* [DIRECTIONS FOR THIS TASK] Substitute "mark" for every "locate" in the entries below and reproduce them otherwise unchanged, leaving out the pictures.

* [INPUT MATERIAL]
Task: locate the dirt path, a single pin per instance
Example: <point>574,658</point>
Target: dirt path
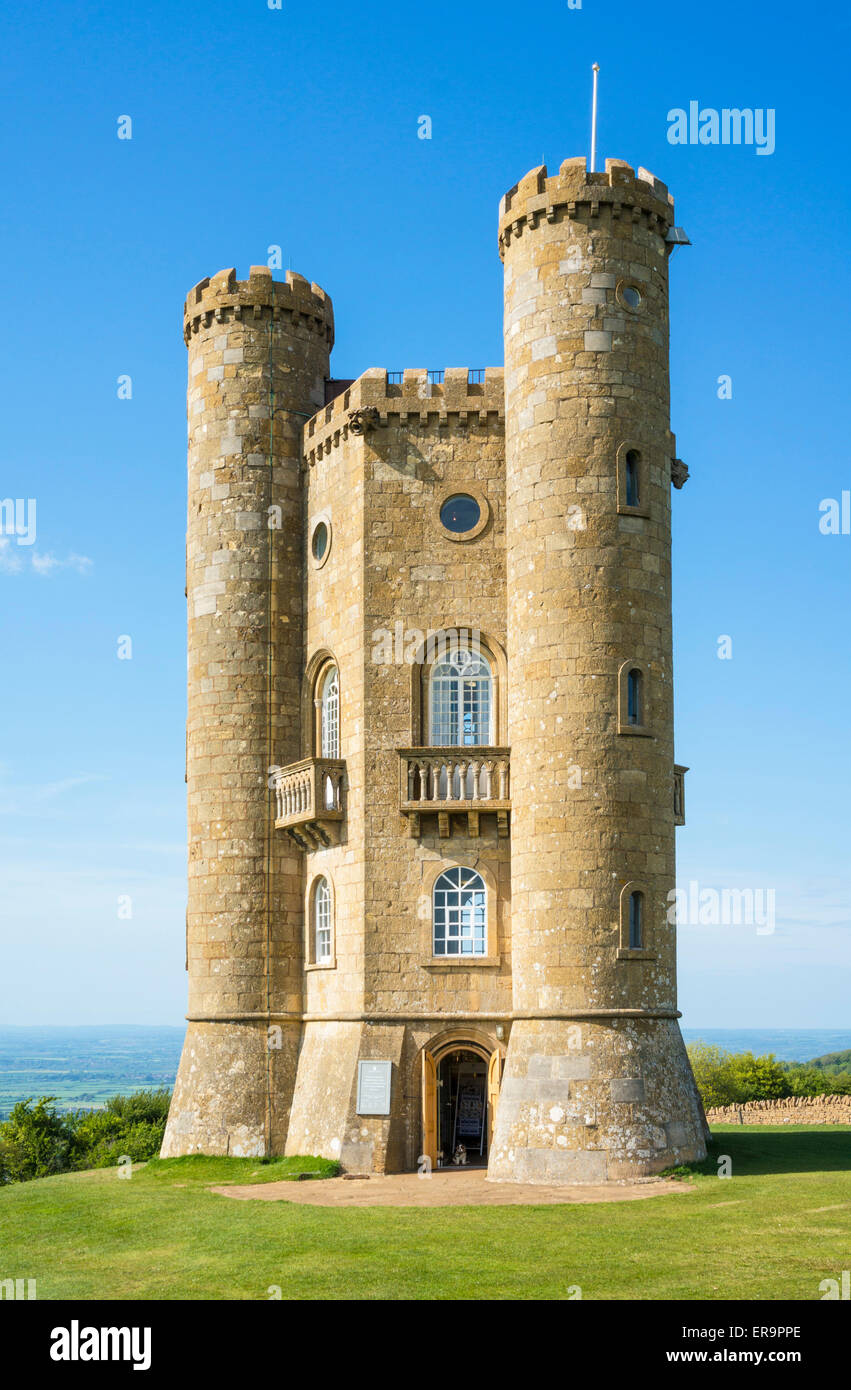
<point>445,1187</point>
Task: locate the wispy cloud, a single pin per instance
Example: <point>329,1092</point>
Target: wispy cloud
<point>36,801</point>
<point>47,563</point>
<point>13,560</point>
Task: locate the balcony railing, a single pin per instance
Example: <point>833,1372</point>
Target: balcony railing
<point>310,799</point>
<point>454,781</point>
<point>680,794</point>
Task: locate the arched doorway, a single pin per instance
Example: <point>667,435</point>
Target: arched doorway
<point>460,1087</point>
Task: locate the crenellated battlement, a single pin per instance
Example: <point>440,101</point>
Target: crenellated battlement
<point>224,298</point>
<point>573,192</point>
<point>374,401</point>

* [SOLUTION TO THIS EXERCISE]
Task: mark the dirt path, a single pin per instance
Example: <point>574,658</point>
Target: dirt path
<point>445,1187</point>
Task: mark the wispy cloud, a single pin per instance
Example: <point>329,1092</point>
Target: wispy cloud
<point>36,801</point>
<point>47,563</point>
<point>13,560</point>
Task: mark the balcony railing, a single pin per instance
Example: <point>833,1372</point>
Target: balcony railing
<point>310,799</point>
<point>454,781</point>
<point>680,794</point>
Task: mark the arched doorway, a single pin per instance
Example: <point>667,435</point>
Target: arched doorway
<point>460,1087</point>
Task: mark the crenellated battlement, a single pin per instance
Example: <point>440,101</point>
Target: crenellated battlement
<point>224,298</point>
<point>573,192</point>
<point>374,401</point>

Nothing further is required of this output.